◆ **EXERCISE AIM**
Rewrite everything from the line containing "Target = floating leaf" down through the end of the records, putting "dark" wherever "black" appears and leaving all else unchanged.

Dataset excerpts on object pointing
......

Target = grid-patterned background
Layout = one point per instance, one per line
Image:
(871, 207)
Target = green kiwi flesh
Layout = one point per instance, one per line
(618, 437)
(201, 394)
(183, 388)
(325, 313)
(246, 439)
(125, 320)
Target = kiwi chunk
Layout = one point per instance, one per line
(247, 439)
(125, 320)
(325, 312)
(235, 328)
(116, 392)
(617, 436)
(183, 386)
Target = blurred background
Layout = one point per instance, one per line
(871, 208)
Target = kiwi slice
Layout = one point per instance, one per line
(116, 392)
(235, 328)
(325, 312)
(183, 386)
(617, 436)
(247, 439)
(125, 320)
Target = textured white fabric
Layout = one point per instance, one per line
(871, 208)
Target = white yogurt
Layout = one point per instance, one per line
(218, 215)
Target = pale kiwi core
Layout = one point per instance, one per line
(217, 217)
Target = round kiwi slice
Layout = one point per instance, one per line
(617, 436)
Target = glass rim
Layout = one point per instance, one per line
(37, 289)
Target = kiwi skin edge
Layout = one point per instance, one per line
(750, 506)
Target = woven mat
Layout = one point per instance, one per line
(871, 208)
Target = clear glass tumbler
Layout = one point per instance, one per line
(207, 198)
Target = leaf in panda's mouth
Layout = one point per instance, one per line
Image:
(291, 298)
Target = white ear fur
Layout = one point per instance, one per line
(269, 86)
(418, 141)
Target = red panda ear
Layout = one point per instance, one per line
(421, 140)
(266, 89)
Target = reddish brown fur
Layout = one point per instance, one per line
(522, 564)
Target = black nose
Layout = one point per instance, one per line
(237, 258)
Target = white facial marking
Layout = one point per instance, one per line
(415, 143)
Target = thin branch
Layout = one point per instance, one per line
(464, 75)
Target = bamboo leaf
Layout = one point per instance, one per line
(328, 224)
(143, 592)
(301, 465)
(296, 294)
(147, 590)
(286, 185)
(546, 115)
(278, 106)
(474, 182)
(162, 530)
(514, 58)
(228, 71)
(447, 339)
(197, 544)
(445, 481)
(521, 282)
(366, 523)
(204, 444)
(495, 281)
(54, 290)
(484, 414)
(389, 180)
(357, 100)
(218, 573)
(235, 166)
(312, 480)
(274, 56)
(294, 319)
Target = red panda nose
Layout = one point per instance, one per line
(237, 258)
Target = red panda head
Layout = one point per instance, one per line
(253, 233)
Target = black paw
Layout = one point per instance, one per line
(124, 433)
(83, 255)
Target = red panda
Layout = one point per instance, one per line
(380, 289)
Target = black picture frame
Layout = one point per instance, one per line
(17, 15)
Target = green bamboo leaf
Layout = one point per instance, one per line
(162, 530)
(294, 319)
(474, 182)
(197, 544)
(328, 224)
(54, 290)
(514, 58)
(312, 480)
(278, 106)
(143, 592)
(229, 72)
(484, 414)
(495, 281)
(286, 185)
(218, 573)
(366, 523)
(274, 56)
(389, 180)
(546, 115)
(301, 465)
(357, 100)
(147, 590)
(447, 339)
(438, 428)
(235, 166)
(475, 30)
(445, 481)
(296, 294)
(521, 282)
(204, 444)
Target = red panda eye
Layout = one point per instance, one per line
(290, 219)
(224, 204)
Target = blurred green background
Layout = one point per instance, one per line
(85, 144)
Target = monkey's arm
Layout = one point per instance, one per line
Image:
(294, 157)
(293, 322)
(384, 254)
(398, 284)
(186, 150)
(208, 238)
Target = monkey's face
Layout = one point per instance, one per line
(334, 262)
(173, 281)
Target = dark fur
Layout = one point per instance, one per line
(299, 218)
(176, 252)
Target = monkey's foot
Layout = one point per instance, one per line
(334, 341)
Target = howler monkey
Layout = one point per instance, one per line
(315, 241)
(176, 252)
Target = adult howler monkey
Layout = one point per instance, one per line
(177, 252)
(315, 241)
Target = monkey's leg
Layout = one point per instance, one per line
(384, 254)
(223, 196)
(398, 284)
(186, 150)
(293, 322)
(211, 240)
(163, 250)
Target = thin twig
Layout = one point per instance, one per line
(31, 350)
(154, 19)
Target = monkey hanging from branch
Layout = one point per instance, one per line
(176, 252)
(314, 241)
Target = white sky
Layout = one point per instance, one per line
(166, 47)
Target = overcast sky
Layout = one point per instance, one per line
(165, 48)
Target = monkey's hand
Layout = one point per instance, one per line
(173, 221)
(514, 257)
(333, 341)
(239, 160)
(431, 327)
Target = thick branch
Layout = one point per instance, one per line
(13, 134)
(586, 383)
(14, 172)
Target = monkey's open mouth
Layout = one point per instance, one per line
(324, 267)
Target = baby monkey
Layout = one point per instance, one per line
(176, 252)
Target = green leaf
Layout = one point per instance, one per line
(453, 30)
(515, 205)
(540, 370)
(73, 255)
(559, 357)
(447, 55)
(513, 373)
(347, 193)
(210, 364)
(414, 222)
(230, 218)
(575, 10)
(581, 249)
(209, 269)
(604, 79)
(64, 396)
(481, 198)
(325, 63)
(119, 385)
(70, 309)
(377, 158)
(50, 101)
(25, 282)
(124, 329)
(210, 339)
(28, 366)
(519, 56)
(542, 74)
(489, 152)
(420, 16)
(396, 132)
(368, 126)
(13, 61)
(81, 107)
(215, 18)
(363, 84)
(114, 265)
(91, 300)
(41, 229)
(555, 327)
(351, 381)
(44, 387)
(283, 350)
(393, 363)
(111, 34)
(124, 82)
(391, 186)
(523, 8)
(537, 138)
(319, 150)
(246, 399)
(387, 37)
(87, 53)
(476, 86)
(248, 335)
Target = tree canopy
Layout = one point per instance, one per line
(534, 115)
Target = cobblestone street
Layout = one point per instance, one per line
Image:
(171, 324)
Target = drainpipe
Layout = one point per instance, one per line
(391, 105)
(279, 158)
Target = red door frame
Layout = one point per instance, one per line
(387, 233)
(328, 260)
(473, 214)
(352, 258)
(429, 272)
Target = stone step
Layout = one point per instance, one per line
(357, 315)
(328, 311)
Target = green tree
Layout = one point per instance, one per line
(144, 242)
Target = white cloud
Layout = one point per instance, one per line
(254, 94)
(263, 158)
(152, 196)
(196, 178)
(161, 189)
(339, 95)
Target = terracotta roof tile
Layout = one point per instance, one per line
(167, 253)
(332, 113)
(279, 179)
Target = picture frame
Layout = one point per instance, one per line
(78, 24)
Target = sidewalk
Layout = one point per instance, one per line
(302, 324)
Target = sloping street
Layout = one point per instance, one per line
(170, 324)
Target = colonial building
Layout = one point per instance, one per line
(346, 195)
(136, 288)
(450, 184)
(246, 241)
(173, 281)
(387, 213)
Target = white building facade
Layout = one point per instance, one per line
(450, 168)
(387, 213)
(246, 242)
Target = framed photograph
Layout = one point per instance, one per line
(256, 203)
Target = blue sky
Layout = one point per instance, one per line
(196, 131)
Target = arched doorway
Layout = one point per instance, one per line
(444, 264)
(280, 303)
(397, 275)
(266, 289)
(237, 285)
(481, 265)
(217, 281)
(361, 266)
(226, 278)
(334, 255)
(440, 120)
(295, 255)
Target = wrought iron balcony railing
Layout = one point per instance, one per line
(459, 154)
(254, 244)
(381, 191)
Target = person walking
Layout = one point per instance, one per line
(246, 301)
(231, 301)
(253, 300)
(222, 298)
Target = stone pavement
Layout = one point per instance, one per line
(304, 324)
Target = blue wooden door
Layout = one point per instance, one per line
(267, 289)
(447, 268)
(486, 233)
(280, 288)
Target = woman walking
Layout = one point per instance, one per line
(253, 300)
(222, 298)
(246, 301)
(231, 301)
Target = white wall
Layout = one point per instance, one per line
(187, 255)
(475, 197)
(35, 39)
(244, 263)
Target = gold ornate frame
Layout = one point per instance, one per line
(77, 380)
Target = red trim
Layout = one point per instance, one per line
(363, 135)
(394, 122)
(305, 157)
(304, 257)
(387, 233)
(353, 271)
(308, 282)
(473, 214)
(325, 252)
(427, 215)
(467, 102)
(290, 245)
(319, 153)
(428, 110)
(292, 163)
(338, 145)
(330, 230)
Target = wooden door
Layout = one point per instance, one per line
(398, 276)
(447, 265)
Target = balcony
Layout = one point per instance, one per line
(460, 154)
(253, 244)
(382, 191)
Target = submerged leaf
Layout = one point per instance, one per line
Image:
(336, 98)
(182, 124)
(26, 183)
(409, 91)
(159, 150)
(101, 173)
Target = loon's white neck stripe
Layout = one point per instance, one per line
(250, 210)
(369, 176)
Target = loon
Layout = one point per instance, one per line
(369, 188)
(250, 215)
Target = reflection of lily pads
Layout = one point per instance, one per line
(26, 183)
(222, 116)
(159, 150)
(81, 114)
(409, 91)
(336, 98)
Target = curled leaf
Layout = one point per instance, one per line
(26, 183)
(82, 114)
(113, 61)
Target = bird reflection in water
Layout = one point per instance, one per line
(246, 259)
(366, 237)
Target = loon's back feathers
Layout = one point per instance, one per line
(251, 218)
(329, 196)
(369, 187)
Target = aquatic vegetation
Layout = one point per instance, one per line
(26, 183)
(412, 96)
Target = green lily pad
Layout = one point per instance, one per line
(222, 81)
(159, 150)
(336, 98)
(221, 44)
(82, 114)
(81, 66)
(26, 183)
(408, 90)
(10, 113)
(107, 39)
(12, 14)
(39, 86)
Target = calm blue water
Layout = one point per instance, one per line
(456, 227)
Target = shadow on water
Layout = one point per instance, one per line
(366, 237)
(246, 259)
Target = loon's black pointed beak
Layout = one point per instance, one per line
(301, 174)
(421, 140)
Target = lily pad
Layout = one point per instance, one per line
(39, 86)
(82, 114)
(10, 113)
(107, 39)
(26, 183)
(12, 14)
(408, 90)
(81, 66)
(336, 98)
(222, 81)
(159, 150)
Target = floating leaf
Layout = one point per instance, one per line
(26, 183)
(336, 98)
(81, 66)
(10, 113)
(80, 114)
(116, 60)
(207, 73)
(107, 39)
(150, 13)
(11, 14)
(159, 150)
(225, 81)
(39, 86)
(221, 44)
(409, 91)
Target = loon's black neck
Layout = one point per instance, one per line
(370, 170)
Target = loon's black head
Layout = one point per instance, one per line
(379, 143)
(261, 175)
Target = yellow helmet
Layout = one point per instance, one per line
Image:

......

◆ **TASK RESPONSE**
Target = floating leaf
Layout = one point per instance, one per line
(26, 183)
(336, 98)
(81, 66)
(10, 113)
(80, 114)
(116, 60)
(207, 73)
(107, 39)
(150, 13)
(11, 14)
(159, 150)
(225, 81)
(39, 86)
(221, 44)
(409, 91)
Target = loon's dark neck
Layout = one point per instance, one per line
(370, 170)
Target = loon's dark head
Layout = one point per instance, one per line
(379, 143)
(261, 175)
Target = yellow helmet
Layout = one point per instance, one per line
Image:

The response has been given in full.